Reproduce every line of the records from the line containing "Section B, Q5: The image is shown here." up to and including the line containing "[0,194,156,322]", requests included, and adjust each bounding box coordinate in the answers by -10.
[start]
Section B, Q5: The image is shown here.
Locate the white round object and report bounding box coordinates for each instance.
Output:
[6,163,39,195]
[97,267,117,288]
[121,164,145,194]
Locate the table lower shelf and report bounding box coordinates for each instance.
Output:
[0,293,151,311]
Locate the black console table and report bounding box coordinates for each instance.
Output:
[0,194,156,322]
[end]
[start]
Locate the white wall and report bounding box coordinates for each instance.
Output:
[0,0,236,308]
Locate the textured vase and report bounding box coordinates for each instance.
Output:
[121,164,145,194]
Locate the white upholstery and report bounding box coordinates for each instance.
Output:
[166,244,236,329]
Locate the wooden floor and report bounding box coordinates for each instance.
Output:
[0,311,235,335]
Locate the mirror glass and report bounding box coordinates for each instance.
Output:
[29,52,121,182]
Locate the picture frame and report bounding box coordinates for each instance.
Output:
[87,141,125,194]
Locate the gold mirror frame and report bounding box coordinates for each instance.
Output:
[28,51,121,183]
[end]
**REPLY TO THE TASK:**
Section B, Q5: The image is shown here.
Locate the white round object and report bounding box coordinates for each instance.
Output:
[-4,153,29,185]
[87,257,107,278]
[111,154,135,184]
Locate the table lower shelf and report bounding box coordinates for each instance.
Output:
[-10,283,141,301]
Locate the black console table and report bounding box coordinates for each instance.
Output:
[-10,184,146,312]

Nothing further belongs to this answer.